**EXCERPTED PASSAGE:**
=-=-=-=-=

Now, consider the free body diagram above for body i and that the constraint forces $\vec{F}_{i+1}$ from the next body are applied in equal and opposite measure to the body due to Newton's 3rd law.
Let's sum up the forces and torques of body i using the pivot location $\vec{r}_i$ as the reference point.
$$ \sum_i \vec{F} = \vec{F}_i - \vec{F}_{i+1} + m_{i}\vec{g} \tag{5} $$
where $\vec{g}$ is the gravity vector, and $m_i$ is the mass of body i
and
$$ \sum_i \vec{n} = \vec{n}_i - \left( \vec{n}_{i+1} + (\vec{r}_{i+1}-\vec{r}_i) \times \vec{F}_{i+1} \right) + \vec{c}_i \times m_{i}\vec{g} \tag{6} $$
where $\vec{c}_i$ is the location of the center of mass relative to the pivot.
Now consider the Netwon-Euler equations of motion at the center of mass $$\sum_{i}\vec{F}=m\dot{\vec{v}}^{C}_{i} \tag{7}$$ and $$\sum_{i}\vec{n}^{C}=\mathcal{I}_{i}\dot{\vec{\omega}}_{i}+\vec{\omega}_{i}\times\mathcal{I}_{i}\vec{\omega}_{i} \tag{8}$$ where $\mathcal{I}_i$ is the mass moment of inetia tensor of body i about its center of mass and along the inertial basis vectors.

=-=-=-=-=

**RECORD EXCERPTS:**

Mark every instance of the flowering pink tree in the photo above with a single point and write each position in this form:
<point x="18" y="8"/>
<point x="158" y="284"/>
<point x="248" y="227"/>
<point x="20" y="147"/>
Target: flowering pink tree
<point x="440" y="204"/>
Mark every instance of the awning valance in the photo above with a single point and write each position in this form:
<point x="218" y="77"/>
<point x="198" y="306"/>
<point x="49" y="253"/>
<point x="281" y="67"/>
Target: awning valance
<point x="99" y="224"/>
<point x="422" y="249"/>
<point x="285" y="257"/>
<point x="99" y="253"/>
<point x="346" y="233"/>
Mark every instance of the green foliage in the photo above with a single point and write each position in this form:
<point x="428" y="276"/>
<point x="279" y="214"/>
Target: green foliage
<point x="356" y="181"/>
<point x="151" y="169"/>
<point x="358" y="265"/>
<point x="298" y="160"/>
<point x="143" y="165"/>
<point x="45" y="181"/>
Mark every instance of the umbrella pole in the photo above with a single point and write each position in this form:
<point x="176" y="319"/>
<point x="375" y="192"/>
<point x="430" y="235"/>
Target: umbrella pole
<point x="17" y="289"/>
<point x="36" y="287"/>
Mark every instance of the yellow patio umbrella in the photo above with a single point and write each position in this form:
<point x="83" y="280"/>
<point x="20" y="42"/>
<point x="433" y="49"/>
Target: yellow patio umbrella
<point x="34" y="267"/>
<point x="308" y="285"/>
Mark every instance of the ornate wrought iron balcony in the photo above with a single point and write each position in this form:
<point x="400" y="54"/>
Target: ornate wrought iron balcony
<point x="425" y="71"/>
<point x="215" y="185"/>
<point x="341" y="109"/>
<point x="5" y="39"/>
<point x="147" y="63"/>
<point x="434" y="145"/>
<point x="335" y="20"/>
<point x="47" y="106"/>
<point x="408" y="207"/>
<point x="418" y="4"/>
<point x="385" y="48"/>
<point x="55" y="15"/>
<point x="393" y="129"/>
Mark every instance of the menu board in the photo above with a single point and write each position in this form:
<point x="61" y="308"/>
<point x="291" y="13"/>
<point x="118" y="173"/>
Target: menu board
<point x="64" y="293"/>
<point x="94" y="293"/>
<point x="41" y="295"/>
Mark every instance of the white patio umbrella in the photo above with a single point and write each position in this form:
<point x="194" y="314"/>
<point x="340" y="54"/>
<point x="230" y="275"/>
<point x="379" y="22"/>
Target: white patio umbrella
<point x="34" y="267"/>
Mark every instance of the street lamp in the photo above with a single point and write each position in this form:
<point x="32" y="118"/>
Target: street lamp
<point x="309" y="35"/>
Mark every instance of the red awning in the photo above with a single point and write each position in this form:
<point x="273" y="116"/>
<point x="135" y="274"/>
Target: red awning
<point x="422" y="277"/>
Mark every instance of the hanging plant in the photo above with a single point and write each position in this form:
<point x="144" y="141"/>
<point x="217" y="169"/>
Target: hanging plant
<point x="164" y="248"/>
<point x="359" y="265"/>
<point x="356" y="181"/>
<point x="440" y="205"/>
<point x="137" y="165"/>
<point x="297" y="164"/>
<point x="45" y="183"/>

=-=-=-=-=

**EXERCISE INSTRUCTIONS:**
Translate into Spanish the following sentence from the excerpted passage on forces and torques: "Let's sum up the forces and torques of body i using the pivot location $\vec{r}_i$ as the reference point."

**OUTPUT OF THE EXERCISE:**
Sumemos las fuerzas y los pares del cuerpo i utilizando la posición del pivote $\vec{r}_i$ como punto de referencia.